Records from an annotation dataset:

§

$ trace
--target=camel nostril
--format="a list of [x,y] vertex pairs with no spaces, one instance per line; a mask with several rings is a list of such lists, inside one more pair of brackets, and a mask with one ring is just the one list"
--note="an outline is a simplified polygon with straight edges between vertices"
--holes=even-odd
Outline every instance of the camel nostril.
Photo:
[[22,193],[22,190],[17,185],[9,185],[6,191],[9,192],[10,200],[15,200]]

§

Challenge:
Rewrite the material with every occurrence of "camel nostril" changed to "dromedary nostril", leaving all other text untouched.

Output of the exercise:
$ trace
--target=dromedary nostril
--format="a list of [x,y] vertex pairs with no spaces, one instance per line; a mask with several rings is a list of such lists, inside one more pair of brackets, and a mask with one ring is just the one list"
--note="an outline is a simplified polygon with straight edges between vertices"
--holes=even-odd
Outline every instance of the dromedary nostril.
Photo:
[[22,193],[22,190],[17,185],[9,185],[6,191],[9,192],[10,200],[15,200]]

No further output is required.